*GIVEN REQUEST*
Copy the listing below verbatim from its first line through the line that contains "133 L 20 121", with both of those lines included. Leave the pictures out.

*THE DATA*

- - -

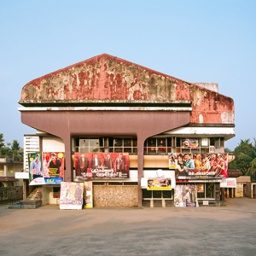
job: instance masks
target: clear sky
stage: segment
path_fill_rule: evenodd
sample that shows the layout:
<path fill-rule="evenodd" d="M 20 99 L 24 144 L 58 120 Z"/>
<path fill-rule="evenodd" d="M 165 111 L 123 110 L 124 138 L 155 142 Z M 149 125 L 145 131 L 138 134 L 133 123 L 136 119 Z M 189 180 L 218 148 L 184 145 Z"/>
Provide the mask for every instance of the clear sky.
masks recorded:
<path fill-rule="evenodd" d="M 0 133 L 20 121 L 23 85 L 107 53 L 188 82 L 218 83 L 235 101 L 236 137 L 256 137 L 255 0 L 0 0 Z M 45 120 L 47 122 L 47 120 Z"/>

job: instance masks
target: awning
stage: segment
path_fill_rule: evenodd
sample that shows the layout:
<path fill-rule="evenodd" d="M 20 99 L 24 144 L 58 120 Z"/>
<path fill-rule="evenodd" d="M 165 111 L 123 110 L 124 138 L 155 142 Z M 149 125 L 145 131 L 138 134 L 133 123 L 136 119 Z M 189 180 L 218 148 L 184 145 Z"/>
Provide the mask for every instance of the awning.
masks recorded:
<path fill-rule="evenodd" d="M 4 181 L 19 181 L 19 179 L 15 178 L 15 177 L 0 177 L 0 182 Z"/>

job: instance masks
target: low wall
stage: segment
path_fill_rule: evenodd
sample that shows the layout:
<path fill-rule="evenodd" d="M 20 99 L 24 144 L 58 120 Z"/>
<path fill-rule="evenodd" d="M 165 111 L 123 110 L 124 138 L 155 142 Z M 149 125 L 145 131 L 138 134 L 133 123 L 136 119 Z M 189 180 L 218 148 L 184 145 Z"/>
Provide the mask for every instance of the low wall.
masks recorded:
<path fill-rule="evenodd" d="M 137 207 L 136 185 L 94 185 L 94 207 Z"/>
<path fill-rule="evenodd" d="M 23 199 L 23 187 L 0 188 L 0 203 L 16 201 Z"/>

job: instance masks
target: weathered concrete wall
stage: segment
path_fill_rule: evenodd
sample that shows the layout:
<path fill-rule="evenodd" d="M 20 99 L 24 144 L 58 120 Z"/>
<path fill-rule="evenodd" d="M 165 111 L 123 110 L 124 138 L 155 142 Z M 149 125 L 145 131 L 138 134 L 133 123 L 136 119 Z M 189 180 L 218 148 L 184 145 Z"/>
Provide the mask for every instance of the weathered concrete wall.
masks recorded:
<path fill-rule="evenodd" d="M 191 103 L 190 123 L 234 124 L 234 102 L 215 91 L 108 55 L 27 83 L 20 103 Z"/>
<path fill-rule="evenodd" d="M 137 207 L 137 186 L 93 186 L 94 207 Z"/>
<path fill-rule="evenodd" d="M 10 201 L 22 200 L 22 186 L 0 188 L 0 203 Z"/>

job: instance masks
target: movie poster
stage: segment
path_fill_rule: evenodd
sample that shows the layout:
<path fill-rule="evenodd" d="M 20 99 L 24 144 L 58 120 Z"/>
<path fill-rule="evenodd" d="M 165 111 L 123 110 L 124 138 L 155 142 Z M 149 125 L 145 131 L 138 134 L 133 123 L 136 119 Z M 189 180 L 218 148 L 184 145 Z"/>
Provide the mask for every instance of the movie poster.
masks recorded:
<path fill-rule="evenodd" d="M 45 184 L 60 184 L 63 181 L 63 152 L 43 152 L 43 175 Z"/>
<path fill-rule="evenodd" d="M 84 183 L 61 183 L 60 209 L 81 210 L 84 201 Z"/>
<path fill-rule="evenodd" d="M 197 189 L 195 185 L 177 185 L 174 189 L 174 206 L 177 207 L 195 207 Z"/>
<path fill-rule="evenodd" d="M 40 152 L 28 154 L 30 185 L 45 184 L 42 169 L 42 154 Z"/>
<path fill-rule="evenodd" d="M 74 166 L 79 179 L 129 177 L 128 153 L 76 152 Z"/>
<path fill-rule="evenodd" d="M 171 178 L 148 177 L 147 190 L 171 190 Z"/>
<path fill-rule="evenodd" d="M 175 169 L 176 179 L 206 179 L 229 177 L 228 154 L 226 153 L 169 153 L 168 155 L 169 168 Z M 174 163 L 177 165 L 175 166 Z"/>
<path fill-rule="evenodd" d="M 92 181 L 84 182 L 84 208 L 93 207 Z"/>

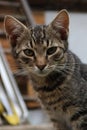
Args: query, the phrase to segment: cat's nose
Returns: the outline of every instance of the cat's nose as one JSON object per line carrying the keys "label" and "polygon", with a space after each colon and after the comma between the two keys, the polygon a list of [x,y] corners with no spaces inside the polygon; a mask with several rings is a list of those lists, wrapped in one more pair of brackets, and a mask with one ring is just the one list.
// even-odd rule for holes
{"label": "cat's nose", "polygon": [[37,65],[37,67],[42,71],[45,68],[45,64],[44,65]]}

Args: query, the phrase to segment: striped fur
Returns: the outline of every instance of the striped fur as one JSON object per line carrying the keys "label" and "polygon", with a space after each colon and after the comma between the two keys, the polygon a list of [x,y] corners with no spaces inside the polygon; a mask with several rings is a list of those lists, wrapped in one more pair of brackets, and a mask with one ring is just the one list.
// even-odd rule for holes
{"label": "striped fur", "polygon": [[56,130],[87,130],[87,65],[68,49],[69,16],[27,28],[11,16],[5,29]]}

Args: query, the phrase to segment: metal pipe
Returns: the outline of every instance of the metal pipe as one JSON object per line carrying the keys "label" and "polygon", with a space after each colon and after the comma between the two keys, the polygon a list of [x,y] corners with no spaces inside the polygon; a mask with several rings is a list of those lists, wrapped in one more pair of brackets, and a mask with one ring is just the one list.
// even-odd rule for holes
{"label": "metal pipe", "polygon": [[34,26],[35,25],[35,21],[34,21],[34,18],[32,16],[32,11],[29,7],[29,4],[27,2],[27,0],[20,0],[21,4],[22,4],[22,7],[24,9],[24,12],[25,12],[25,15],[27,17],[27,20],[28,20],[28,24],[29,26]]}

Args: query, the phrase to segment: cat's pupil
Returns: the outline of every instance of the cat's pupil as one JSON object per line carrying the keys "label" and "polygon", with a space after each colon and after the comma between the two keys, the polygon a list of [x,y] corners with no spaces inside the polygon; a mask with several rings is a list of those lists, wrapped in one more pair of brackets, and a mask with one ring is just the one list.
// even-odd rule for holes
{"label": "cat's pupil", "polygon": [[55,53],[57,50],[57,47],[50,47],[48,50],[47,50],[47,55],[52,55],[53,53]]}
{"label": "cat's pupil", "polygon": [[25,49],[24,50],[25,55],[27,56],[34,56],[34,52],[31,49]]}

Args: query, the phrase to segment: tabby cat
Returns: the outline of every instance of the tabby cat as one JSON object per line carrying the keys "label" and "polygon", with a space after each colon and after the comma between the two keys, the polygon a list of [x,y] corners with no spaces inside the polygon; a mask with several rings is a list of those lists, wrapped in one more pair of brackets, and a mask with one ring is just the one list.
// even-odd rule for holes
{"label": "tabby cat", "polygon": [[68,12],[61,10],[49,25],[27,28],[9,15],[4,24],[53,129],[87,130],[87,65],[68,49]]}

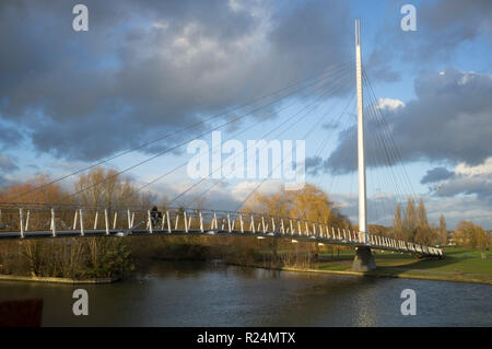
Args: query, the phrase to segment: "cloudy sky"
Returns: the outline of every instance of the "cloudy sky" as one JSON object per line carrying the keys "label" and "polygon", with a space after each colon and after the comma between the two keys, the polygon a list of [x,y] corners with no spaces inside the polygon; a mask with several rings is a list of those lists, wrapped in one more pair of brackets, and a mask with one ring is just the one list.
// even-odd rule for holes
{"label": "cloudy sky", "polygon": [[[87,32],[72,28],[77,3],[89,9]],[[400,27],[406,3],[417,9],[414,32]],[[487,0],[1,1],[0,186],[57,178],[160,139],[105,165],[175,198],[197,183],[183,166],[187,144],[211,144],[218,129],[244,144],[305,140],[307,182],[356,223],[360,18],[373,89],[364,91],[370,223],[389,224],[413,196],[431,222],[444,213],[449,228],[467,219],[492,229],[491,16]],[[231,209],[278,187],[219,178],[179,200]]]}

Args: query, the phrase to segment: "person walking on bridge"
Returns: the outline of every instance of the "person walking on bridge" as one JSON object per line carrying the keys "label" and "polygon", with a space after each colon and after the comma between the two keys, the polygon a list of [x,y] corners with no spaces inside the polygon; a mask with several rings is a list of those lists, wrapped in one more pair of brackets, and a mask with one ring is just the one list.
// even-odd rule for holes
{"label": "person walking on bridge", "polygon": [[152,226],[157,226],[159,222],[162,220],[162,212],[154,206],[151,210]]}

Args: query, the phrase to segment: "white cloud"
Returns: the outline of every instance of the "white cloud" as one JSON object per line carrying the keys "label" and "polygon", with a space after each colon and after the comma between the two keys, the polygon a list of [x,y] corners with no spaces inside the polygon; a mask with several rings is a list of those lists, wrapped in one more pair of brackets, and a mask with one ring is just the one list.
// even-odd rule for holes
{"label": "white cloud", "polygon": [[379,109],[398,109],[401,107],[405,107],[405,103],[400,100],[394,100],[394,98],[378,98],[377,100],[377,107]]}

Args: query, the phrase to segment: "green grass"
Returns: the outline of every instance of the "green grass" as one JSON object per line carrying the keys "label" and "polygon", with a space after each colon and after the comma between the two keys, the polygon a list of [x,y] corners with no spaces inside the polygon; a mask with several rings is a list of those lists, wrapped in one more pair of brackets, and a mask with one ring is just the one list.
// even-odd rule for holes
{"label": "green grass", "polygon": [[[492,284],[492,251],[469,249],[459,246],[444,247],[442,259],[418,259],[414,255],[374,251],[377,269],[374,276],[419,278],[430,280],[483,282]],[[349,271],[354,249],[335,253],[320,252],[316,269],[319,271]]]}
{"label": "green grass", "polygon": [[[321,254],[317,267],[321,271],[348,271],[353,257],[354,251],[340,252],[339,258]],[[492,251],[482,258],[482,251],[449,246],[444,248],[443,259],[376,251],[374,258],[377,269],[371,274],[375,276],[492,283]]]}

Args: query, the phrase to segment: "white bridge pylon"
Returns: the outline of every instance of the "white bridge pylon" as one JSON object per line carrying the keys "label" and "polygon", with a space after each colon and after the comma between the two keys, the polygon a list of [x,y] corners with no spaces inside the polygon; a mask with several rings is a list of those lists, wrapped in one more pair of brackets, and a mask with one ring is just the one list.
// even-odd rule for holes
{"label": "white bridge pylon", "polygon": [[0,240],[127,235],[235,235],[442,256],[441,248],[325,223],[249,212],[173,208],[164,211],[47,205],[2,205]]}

- - -

*THE SOLUTION*
job: instance masks
target: clear sky
stage: segment
path_fill_rule: evenodd
sample that shows the layout:
<path fill-rule="evenodd" d="M 20 99 L 24 144 L 58 120 Z"/>
<path fill-rule="evenodd" d="M 165 111 L 123 110 L 124 138 L 155 142 Z M 149 125 L 145 131 L 138 134 L 133 123 L 136 119 Z M 189 180 L 218 148 L 184 145 Z"/>
Provide the mask for every instance of the clear sky.
masks recorded:
<path fill-rule="evenodd" d="M 0 133 L 20 121 L 23 85 L 107 53 L 188 82 L 218 83 L 235 101 L 236 137 L 256 137 L 255 0 L 0 0 Z M 45 120 L 47 122 L 47 120 Z"/>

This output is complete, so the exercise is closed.